==== Dataset content ====

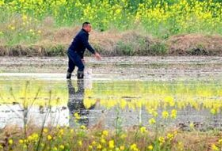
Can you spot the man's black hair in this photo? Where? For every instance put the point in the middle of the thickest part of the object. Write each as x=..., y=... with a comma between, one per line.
x=85, y=23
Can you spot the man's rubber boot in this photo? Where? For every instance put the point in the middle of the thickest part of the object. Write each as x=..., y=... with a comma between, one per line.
x=80, y=75
x=68, y=75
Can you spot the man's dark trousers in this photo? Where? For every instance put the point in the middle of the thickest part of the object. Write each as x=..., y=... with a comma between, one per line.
x=75, y=60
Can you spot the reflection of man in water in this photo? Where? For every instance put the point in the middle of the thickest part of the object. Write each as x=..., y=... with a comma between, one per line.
x=76, y=104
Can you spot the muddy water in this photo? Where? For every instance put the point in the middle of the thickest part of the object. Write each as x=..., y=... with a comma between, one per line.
x=131, y=79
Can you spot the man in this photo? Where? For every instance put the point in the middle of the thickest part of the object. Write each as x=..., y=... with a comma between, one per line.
x=77, y=49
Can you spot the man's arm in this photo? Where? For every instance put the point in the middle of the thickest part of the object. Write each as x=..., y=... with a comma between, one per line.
x=86, y=44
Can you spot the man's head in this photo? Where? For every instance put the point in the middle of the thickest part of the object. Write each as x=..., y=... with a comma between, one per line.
x=86, y=26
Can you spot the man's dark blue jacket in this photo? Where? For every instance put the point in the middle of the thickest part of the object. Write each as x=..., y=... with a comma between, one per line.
x=80, y=43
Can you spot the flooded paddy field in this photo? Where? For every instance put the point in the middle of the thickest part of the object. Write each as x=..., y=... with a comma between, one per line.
x=165, y=91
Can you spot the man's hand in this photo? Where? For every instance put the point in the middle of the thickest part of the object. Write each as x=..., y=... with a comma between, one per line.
x=97, y=55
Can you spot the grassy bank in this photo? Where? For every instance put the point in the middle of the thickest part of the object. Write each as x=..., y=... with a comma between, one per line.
x=122, y=27
x=112, y=43
x=98, y=139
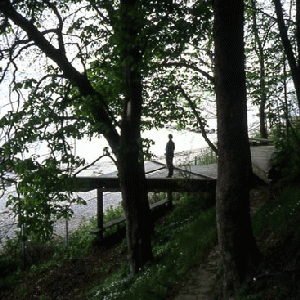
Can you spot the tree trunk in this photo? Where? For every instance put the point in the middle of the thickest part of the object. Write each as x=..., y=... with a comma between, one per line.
x=238, y=247
x=262, y=74
x=130, y=157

====

> **Work to be completed**: Each entry above should be restated word for word, though no picture may appear in the copy.

> **Written solution**:
Can you spot the man's black hair in this photo? Where? For every instance put the point in the middle of the thickest part of the object. Write each as x=..., y=... with a comma between, one per line.
x=85, y=23
Can you spot the man's rubber boot in this photo? Where? For every instance put the point in the middle of the thickest part of the object. Write each as x=..., y=... with a comma between, one per line.
x=80, y=75
x=68, y=75
Can you spot the man's dark trousers in this photo? Where? For every instance put the point in the middle of the thickest part of the object. Write each as x=..., y=... with a comma between, one per line.
x=75, y=60
Can you spot the reflection of man in water in this photo? Where? For every instance put the point in the middle of the thickest part of the object. Write each as x=..., y=... with a comma between, one per line.
x=76, y=104
Can you spot the muddy water in this photo? Where? For every instance put the point in the middle of the thickest part of the object. Write each as x=..., y=... with a comma between, one per line.
x=131, y=79
Can you spot the man in this photo? Where? For every instance put the point in the middle of the thickest part of the object. Write each as x=..., y=... with a comma between, one per line.
x=77, y=49
Can you spot the man's arm in this photo? Where? For every instance put the point in the middle of the thickest part of the object. Write each as x=..., y=... with a comma between, one per line.
x=86, y=44
Can you spot the man's head in this photo? Where? For every instance put the point in the middle of the thickest part of the object. Write each as x=..., y=... with a comma between, one per line.
x=86, y=26
Can you spot the man's dark blue jacket in this photo? Where? For every instance put the point in the middle of the thickest part of the object. Write each as x=..., y=... with a comma between, one per line.
x=80, y=43
Can you spot the flooded paddy field in this photo? Where? For every instance put the point in the middle of the thickest part of the object. Write each as x=..., y=... with a comma between, one per line.
x=165, y=91
Can you spot the man's hand in this photo? Where? For every instance put the point in the middle of the thickest part of the object. Write each as x=..., y=... with a comma between, one per line.
x=97, y=55
Can you spot the grassy bank in this photo? Where? For every instance put the point in the middle of the thickest part of the object. Write each as x=..., y=... with a comma between, one per line.
x=122, y=27
x=112, y=43
x=98, y=139
Can you spot the tree trunk in this photo? Where? For every instance put the point in the middle of the thickest part of the object. Write each as x=..., y=... with a comma between, one per line.
x=238, y=247
x=262, y=74
x=130, y=157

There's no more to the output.